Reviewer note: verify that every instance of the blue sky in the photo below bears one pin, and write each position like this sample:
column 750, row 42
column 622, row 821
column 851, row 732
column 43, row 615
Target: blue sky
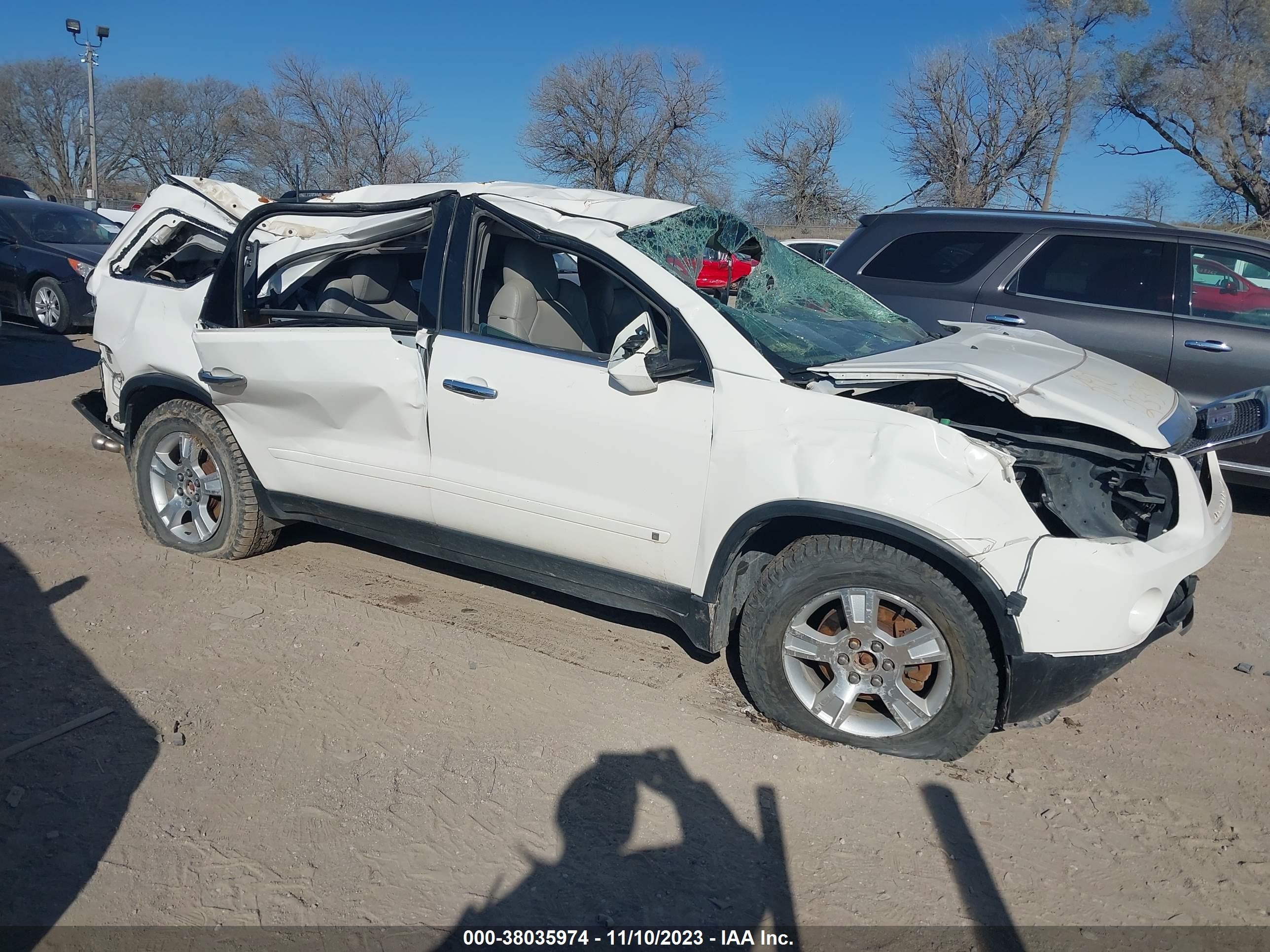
------
(Direction): Turn all of the rows above into a numbered list, omitting any blank lines and leaving out the pictures.

(Correct result):
1. Reviewer note: verify that every instance of the blue sky in the photo below bears one pin, and write each position like this sample:
2. column 750, row 42
3. column 622, row 821
4. column 851, row 732
5. column 43, row 615
6. Target: blue sky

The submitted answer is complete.